# WRITTEN TASK:
Render the material from the line containing "Note: pick out the white sneaker" through the end as a Markdown table with the columns Row and Entry, one numbered row per line, leaving out blank lines.

┏━━

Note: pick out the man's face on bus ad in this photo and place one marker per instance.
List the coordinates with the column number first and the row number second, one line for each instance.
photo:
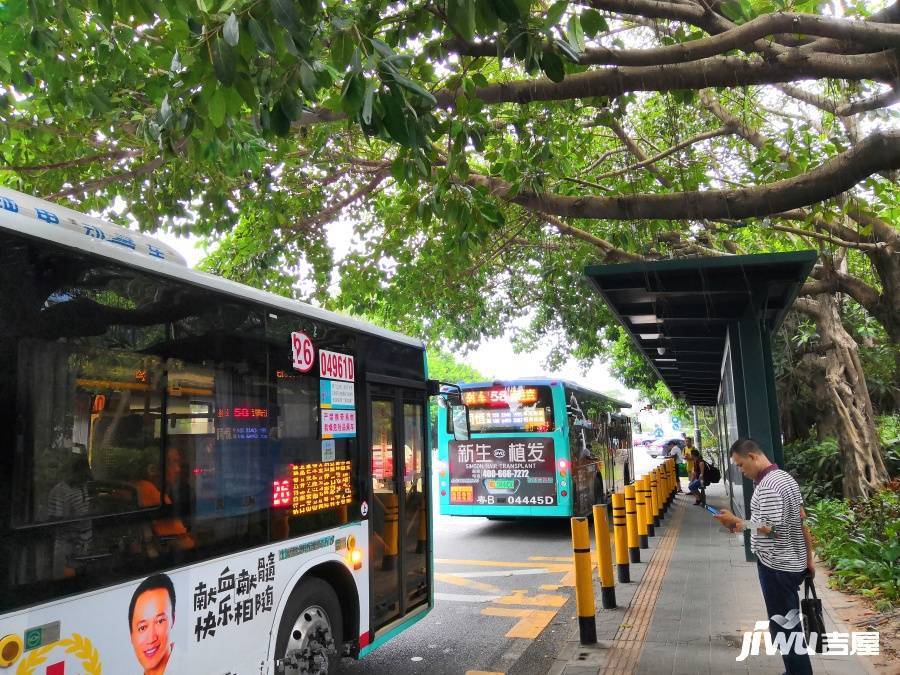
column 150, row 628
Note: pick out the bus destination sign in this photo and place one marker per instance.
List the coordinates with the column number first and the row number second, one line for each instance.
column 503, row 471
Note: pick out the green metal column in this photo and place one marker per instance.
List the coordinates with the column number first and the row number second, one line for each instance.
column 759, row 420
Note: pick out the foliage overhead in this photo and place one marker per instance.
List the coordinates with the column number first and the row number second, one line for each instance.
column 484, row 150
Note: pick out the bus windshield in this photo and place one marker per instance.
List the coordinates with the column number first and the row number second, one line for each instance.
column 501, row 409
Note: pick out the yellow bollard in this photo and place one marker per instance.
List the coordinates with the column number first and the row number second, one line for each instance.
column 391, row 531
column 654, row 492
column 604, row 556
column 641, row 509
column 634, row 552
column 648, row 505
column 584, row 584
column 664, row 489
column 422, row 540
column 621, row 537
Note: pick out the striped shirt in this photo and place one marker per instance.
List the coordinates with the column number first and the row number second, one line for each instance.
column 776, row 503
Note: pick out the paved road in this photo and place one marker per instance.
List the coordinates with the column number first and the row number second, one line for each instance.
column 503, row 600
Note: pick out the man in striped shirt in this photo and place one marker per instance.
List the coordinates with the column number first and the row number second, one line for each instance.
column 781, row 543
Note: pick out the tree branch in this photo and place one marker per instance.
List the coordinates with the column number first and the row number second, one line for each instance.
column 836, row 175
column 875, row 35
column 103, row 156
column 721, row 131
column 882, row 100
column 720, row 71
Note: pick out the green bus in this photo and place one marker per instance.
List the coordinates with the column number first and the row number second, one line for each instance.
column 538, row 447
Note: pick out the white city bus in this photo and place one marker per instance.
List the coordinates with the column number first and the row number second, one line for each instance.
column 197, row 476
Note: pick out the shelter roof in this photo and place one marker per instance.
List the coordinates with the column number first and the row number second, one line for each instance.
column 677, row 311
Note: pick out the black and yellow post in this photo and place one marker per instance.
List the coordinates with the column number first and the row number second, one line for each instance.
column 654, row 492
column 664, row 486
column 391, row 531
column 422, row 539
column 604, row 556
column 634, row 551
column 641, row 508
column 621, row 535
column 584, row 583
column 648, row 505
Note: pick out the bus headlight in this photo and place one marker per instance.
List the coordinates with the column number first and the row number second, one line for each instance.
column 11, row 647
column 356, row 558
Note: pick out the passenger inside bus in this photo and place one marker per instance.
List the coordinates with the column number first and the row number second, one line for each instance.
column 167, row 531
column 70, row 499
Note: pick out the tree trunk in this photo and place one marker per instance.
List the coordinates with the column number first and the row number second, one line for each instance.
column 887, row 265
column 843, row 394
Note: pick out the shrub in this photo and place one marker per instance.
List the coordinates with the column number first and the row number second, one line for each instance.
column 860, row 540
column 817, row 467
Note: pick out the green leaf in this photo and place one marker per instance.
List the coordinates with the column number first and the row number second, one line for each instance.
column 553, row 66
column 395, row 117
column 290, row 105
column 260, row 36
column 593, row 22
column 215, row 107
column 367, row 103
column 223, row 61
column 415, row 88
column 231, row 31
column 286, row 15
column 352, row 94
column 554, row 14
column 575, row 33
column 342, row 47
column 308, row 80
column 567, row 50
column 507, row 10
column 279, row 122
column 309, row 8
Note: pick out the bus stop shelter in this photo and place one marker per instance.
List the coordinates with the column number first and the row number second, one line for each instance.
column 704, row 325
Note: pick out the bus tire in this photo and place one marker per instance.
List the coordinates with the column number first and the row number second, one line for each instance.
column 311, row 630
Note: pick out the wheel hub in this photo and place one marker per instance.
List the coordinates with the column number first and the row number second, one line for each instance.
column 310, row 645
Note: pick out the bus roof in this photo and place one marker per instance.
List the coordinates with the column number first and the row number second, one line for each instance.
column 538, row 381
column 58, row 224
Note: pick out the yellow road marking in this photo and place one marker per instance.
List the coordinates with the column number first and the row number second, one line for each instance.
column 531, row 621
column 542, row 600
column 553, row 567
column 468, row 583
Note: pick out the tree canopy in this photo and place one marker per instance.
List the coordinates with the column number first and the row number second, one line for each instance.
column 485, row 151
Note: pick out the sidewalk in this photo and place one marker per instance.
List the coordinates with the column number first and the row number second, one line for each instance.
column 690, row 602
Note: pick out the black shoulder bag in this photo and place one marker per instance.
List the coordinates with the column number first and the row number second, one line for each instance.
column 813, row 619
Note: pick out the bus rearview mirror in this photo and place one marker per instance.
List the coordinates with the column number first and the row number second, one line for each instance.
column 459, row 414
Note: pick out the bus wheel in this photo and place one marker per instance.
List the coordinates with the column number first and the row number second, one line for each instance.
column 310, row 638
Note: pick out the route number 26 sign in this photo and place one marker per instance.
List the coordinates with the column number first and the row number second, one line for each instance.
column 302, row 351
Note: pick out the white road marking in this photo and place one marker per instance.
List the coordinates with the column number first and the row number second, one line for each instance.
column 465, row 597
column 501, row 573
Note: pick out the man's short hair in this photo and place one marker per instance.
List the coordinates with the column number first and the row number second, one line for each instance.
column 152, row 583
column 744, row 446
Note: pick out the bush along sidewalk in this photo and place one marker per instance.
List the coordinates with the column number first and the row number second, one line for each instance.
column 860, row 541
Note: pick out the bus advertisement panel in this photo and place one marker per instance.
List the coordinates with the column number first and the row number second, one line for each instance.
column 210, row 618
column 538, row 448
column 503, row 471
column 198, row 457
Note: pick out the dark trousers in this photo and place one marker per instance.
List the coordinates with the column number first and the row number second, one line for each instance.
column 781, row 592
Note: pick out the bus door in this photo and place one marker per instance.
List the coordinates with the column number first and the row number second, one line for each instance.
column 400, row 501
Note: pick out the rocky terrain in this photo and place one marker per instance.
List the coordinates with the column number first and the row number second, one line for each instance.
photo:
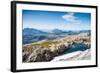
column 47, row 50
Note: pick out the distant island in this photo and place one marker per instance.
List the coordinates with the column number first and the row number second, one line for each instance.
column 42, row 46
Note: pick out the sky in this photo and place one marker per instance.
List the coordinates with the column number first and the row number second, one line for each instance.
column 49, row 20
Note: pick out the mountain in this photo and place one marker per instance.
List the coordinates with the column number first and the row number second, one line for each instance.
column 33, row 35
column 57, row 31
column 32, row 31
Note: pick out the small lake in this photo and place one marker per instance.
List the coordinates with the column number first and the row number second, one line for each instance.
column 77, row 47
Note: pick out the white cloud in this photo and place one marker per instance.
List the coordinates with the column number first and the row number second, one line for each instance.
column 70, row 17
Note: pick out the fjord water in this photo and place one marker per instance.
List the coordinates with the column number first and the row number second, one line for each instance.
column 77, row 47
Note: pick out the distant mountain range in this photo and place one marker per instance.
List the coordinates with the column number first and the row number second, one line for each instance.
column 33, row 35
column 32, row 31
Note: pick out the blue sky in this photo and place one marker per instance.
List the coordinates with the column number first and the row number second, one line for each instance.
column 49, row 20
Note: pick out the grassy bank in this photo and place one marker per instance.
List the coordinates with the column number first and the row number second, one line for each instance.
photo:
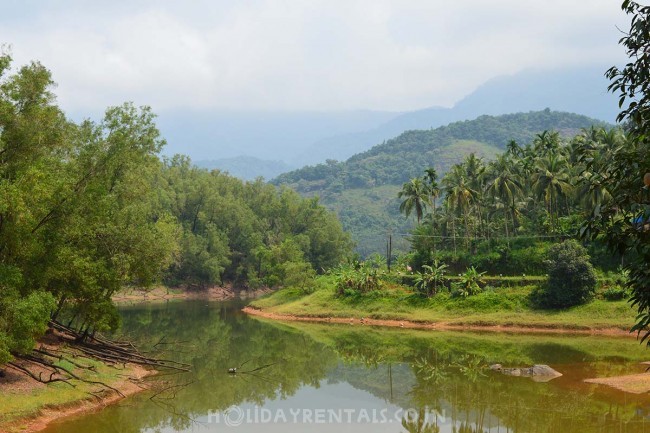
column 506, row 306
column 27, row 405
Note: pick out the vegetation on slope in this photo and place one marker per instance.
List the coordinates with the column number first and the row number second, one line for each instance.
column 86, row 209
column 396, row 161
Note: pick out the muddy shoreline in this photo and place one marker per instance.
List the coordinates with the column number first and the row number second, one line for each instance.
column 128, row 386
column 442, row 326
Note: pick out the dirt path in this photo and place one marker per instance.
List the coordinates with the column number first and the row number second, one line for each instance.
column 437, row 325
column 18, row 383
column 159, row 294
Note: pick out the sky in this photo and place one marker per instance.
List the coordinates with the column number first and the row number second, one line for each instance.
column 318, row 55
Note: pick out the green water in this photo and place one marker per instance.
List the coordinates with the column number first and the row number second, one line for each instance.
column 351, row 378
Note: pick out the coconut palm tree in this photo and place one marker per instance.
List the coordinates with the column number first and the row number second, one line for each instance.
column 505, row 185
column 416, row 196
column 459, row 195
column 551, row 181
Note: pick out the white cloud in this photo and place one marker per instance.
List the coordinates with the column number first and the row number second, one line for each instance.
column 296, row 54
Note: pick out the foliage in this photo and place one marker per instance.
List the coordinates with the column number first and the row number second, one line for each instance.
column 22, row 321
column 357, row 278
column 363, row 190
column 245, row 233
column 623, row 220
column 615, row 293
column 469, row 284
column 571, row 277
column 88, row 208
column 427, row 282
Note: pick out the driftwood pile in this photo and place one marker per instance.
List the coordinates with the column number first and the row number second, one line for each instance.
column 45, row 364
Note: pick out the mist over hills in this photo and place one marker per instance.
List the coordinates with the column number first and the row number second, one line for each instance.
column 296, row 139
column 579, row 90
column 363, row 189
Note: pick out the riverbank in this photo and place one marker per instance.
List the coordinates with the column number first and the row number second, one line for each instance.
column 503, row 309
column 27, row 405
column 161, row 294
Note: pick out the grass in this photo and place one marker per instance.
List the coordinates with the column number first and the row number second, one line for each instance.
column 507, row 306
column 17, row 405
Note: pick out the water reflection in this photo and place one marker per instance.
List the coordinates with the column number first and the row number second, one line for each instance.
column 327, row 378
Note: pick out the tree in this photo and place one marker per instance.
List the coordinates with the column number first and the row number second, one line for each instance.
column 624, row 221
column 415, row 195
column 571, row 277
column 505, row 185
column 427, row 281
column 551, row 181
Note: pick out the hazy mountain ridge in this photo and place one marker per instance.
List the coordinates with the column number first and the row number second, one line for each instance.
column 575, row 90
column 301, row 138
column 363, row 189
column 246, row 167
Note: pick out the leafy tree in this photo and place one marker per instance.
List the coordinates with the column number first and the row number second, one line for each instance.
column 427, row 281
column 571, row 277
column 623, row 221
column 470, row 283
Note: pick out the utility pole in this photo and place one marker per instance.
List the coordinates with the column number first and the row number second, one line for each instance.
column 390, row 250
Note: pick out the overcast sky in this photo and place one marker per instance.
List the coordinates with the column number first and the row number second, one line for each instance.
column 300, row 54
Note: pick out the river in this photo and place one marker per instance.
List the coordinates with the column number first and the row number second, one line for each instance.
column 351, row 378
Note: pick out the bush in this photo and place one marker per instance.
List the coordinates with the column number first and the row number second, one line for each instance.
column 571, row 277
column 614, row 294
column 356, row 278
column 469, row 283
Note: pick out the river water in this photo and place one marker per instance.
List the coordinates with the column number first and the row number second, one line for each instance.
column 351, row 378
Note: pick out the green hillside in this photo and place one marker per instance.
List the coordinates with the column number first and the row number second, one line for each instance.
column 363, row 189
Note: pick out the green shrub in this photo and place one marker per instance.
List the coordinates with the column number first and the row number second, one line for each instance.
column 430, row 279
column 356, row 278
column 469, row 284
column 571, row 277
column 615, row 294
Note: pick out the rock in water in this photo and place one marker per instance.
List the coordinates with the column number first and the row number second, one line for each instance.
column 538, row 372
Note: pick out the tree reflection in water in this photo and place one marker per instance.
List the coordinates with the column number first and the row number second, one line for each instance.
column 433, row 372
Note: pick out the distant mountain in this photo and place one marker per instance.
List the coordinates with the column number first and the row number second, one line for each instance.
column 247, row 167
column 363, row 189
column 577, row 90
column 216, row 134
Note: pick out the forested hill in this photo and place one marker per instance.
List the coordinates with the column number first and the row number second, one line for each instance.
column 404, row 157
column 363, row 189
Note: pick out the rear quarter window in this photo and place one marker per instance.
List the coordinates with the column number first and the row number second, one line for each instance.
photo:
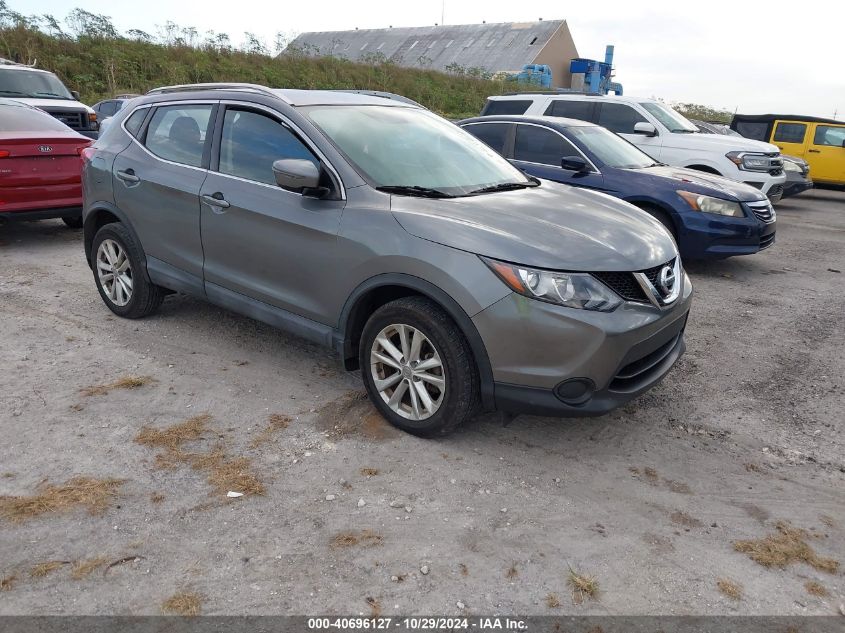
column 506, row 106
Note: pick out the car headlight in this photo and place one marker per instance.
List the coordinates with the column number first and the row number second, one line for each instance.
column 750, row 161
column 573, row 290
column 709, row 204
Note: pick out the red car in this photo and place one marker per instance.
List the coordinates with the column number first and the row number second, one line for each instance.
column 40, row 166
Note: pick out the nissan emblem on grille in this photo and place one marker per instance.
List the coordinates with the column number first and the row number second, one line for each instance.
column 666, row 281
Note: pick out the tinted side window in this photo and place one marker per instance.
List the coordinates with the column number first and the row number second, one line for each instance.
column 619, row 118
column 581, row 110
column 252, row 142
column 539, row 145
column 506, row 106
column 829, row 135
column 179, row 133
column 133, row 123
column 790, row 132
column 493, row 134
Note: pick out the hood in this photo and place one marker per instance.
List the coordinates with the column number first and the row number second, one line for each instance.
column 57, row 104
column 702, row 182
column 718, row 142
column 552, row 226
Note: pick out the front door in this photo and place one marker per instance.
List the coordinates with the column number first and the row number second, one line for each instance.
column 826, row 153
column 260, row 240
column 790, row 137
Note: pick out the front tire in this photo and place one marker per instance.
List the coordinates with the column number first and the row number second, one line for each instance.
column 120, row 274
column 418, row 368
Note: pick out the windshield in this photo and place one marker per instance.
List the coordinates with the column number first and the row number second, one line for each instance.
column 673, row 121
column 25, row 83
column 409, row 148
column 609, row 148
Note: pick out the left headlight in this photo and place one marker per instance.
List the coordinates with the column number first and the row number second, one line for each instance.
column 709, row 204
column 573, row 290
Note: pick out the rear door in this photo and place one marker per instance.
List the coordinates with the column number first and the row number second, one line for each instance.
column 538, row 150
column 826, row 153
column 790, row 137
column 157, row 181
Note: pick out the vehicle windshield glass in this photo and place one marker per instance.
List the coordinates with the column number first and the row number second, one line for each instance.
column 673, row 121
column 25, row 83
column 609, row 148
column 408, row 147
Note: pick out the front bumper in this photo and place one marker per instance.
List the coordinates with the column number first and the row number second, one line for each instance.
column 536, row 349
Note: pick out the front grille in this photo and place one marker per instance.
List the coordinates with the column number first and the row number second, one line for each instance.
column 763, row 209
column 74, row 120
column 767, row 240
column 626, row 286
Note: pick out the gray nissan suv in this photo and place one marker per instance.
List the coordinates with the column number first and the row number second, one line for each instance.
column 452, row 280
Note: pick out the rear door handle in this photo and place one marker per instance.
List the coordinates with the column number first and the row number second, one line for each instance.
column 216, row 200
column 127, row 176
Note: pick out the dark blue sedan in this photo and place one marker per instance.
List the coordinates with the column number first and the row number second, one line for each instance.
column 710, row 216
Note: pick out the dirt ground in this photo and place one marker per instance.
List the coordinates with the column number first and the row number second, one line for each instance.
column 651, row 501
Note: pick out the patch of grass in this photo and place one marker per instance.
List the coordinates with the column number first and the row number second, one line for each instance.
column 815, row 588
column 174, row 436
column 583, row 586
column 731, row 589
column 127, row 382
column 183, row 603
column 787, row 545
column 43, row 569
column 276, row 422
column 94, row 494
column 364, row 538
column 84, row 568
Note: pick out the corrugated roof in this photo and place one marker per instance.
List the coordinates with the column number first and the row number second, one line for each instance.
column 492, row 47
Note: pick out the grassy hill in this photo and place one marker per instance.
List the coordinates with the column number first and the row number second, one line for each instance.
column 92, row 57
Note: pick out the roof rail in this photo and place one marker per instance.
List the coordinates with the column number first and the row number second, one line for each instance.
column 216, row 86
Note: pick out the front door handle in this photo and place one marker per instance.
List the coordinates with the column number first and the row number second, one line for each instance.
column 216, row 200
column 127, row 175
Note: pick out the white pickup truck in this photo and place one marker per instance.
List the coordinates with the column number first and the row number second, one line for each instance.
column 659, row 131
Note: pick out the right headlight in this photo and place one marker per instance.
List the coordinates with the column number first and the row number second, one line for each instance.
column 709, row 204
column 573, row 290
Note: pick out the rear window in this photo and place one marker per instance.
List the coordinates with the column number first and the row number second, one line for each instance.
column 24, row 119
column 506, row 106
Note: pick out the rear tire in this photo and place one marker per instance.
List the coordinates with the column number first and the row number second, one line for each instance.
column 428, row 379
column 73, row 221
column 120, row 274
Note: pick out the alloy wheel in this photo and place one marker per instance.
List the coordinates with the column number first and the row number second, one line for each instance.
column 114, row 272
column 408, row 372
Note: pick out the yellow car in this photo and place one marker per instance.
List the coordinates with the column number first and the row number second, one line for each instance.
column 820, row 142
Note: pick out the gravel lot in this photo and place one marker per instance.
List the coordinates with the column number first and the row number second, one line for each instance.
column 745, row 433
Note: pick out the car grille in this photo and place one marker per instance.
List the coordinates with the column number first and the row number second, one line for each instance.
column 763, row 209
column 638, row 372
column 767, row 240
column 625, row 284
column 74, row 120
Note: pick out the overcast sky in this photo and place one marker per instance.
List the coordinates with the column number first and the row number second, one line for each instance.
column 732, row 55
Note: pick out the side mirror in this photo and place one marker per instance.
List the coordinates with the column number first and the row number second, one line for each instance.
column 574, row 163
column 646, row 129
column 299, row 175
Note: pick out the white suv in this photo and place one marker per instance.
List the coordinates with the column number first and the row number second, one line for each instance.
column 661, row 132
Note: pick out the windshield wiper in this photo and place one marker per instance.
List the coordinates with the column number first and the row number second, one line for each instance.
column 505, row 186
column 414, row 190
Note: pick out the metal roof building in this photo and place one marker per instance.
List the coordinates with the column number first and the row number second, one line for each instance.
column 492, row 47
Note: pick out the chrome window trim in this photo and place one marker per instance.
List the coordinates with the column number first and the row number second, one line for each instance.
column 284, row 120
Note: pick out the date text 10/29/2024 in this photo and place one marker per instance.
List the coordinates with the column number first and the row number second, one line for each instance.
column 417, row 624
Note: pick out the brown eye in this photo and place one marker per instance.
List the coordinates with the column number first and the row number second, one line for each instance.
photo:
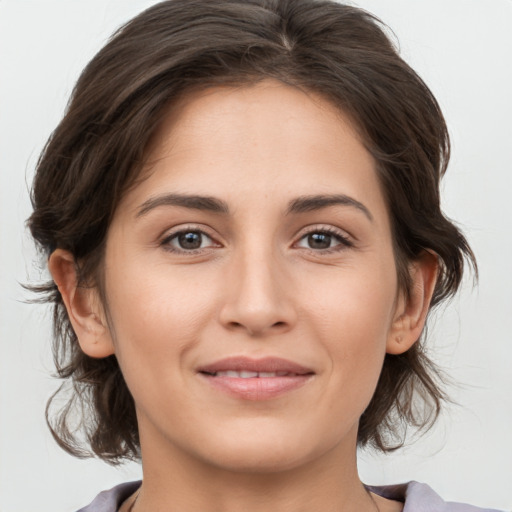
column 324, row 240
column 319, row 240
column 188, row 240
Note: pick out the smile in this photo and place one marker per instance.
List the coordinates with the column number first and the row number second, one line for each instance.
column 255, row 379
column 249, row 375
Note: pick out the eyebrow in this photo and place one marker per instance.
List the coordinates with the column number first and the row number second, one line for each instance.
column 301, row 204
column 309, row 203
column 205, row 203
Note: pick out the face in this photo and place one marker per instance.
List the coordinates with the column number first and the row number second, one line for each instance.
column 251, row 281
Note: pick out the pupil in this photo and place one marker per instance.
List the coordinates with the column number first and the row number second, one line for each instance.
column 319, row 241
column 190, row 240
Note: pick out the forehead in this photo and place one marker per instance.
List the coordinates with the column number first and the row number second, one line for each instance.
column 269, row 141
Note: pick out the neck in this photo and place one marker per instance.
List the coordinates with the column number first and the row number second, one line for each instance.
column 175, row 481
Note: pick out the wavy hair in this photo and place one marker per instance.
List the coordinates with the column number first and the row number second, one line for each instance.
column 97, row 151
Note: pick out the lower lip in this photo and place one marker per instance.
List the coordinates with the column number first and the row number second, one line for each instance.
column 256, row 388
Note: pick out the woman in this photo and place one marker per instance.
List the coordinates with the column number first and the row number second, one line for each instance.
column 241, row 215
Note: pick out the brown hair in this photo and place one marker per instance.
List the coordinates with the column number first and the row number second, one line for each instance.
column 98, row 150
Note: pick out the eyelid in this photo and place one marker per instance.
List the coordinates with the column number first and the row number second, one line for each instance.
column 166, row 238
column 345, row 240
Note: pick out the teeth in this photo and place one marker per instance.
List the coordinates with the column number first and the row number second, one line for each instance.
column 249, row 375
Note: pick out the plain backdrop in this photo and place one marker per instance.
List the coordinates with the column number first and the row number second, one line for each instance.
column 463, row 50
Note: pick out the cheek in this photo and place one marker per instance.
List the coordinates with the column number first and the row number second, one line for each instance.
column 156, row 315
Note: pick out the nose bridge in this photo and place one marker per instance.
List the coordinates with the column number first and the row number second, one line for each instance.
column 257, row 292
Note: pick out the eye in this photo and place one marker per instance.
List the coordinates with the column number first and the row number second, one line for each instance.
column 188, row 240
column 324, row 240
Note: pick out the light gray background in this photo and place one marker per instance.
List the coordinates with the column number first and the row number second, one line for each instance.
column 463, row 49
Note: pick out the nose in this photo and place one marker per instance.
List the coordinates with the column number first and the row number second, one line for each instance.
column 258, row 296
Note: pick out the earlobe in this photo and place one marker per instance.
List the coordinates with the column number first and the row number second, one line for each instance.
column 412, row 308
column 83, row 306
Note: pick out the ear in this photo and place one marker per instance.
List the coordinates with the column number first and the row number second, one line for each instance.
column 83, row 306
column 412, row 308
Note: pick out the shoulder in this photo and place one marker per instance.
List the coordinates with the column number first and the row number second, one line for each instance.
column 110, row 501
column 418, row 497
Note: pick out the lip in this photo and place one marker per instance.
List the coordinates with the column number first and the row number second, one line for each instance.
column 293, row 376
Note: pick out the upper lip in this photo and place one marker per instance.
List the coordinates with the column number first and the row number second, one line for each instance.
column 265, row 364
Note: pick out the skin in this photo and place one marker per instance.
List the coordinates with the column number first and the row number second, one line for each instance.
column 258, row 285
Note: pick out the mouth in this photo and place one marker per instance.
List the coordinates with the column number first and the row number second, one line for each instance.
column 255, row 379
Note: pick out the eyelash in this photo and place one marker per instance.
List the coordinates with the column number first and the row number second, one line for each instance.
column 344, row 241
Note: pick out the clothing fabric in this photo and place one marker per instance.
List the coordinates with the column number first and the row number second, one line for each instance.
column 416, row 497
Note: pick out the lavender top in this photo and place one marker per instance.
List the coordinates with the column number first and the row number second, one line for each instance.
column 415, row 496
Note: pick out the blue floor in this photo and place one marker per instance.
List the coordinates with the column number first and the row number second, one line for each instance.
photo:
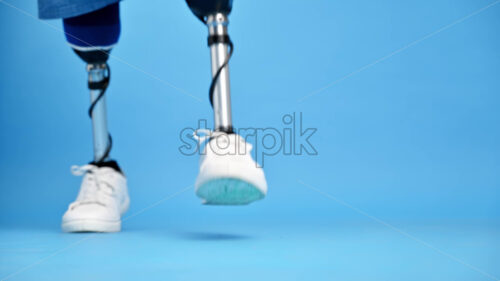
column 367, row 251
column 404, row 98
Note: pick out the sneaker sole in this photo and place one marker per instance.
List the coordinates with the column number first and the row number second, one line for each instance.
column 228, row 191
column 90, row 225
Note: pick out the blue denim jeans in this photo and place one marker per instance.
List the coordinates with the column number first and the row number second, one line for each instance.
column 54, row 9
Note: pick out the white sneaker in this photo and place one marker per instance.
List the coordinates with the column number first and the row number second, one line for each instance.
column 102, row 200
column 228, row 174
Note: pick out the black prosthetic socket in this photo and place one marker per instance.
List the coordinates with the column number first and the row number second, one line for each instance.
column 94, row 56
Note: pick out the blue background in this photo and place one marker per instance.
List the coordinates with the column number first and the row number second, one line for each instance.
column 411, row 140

┗━━

# EXERCISE ANSWER:
| Row | Entry |
|---|---|
| 1 | Note: pick out the white sneaker in this photo and place one marker per instance. |
| 2 | List the coordinates with the column number first and the row number second, one line for each instance. |
| 3 | column 102, row 200 |
| 4 | column 228, row 174 |
| 5 | Note: pick out the black prosthetic socket in this photo and place one marker per instance. |
| 6 | List the coordinates with the column number first and the row number second, one line for each instance. |
| 7 | column 94, row 56 |
| 8 | Note: pick out the blue background in this photo and place one marker per instance. |
| 9 | List the coordinates with the column number first and the row number second, one line for each instance. |
| 10 | column 411, row 140 |